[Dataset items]
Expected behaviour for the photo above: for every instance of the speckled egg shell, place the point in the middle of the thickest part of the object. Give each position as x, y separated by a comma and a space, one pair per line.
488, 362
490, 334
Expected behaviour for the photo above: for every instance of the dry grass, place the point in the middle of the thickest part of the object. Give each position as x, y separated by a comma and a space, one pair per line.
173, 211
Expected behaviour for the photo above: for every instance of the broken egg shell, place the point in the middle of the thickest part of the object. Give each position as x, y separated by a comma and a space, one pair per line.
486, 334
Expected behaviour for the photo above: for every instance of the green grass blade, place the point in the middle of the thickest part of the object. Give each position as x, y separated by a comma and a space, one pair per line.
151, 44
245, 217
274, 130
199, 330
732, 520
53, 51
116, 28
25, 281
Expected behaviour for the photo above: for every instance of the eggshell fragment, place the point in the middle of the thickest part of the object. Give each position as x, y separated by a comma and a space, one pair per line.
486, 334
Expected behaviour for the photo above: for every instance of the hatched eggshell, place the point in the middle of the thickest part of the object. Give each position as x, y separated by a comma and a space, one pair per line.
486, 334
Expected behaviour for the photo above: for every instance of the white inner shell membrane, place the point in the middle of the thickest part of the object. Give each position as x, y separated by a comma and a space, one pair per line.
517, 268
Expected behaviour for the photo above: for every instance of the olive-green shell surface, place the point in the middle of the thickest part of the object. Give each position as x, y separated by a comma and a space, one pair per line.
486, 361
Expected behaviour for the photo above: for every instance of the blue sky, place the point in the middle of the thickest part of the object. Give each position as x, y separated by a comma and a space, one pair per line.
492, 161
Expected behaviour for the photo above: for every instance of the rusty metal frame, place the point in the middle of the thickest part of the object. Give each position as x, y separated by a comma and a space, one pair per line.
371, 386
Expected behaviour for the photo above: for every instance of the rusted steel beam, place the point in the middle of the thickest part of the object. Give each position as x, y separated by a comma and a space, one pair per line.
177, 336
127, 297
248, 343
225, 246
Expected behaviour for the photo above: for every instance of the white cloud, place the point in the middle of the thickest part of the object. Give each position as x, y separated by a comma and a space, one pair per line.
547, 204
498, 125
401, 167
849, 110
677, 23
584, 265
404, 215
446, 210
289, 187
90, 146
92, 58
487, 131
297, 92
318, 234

◆ **Exercise requirements**
Can you copy out all of the rows above again, word for word and without any changes?

◆ **Final result**
Expected behaviour for the photo above: for every instance of the speckled egg shell, place the point in the middle of the thickest part of the object. Give each position as x, y separated by a comma and a space, one pair per line.
488, 362
490, 334
Expected behaviour for the photo above: for every instance of the dry grass, place the point in the middle of the thickest part of the object. Give each position as x, y separated by a comma and a space, one pair per line.
173, 211
Expected behaviour for the photo above: for every instance of the broken egg shell, place the point in the middle of the thickest part of the object. Give each position as x, y separated by a comma and a space, one pair per line.
486, 334
Expected behaviour for the photo above: for every instance of the green grass blade, place the point in the middle of the thickest part of the object. Give each position as x, y separated by a comma and a space, one pair per line.
151, 44
245, 217
274, 130
199, 330
732, 520
53, 51
116, 28
25, 281
Expected behaviour for the photo above: for every instance of the eggshell fragment, place the point in the middle of the thickest part of the object. Give each position as x, y separated by a comma and a space, one pair per line.
486, 334
Expected behaviour for the photo above: for every instance of the hatched eggshell, place the point in the middle of the thickest part of the object. Give each position as x, y separated by a comma and a space, one pair per line.
486, 334
Expected behaviour for the photo above: for every instance of the white inner shell membrane, place the point in the middle of the thickest part of the object. Give each position as x, y separated by a comma and a space, one pair per line.
517, 268
Expected behaviour for the photo above: for every instance of the olive-green shell surface, place the point in the middle of the thickest part of the object. Give each position as x, y separated by a comma and a space, one pair per line.
486, 361
Expected behaviour for the photo above: for every instance of the blue sky, place the point in the middle of the thickest part of the object. Give each position as x, y separated by a comma and a space, one pair per line.
492, 161
Expected behaviour for the photo above: for every instance of the rusty metal frame, place the point in the middle of the thickest part of the object. Give each position as x, y separated by a comma and a space, one pair per line.
371, 386
Expected behaviour for the photo above: for every instance of the rusted steel beam, place the point in the middle of the thickest part of the object. Give each position as x, y separated by a comma and a space, one pair per line.
177, 336
127, 297
248, 343
225, 246
Expected behaviour for the photo above: for every instance of the white cloud, place the point in the middle of the thickest part of the object. Give each position as x, y separated by a comma and a space, one pair per line.
547, 204
498, 125
401, 167
849, 110
677, 23
584, 265
404, 215
446, 210
289, 187
90, 146
92, 58
487, 131
297, 92
318, 234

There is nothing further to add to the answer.